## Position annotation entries
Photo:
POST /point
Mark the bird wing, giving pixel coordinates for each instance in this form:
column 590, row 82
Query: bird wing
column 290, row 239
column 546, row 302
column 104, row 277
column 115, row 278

## Problem statement
Write out every entry above again, reproducing each line word for word.

## Solution below
Photo:
POST /point
Mark the bird wing, giving pixel coordinates for each instance in this form:
column 590, row 82
Query: bird wing
column 290, row 239
column 546, row 302
column 104, row 277
column 115, row 278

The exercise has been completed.